EXERCISE INSTRUCTIONS: Quote the listing below word for word, starting at its first line and stopping after the line that contains "[(223, 113), (180, 112)]".

────────────────────────────────────────

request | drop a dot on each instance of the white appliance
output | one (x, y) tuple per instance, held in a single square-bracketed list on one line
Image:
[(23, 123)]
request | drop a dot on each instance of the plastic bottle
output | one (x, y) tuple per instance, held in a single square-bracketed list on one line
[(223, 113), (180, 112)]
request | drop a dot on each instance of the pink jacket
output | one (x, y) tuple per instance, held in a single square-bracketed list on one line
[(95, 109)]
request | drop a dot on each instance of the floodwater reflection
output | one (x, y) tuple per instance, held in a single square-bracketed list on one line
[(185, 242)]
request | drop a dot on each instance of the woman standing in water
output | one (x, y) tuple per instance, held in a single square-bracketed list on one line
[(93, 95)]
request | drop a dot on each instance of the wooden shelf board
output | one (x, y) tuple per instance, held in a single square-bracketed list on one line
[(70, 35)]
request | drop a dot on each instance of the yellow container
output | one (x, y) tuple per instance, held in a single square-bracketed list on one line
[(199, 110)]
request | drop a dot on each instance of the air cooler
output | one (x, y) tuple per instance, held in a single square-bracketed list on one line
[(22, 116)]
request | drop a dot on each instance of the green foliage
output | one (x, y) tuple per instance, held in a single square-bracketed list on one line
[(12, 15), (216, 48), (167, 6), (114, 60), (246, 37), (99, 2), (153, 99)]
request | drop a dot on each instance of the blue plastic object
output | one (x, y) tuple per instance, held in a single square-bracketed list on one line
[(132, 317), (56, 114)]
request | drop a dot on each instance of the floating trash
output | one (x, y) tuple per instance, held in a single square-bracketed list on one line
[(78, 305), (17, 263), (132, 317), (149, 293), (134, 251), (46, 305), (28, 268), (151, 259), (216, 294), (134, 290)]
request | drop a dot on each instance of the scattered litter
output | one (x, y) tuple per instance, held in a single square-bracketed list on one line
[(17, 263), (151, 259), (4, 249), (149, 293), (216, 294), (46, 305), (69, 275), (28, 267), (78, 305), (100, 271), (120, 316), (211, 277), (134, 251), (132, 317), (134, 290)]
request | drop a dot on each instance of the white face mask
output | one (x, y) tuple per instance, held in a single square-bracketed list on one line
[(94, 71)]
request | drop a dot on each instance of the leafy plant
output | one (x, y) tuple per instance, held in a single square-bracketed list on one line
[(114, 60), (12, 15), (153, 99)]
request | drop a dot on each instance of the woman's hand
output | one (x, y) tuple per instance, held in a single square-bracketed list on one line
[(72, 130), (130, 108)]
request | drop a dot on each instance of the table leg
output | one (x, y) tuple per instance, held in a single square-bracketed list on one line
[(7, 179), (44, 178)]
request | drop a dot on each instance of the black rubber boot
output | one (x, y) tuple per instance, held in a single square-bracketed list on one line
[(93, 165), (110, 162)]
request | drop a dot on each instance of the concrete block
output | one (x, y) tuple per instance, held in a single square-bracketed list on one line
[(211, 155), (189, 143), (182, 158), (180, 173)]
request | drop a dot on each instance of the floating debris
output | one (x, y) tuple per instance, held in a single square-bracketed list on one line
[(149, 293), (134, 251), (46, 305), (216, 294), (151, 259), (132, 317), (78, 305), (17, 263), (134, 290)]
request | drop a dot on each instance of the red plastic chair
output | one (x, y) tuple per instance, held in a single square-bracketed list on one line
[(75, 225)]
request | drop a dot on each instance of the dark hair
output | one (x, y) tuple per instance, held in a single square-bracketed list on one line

────────────────────────────────────────

TASK RESPONSE:
request | drop a dot on each instance of the white appliance
output | one (x, y) tuple per instance, held in a single square-bracketed list on one line
Image:
[(23, 123)]
request | drop a dot on each instance of the plastic bottle
output | one (x, y) tuple per instance, held in a single square-bracketed list on one line
[(223, 113), (180, 112)]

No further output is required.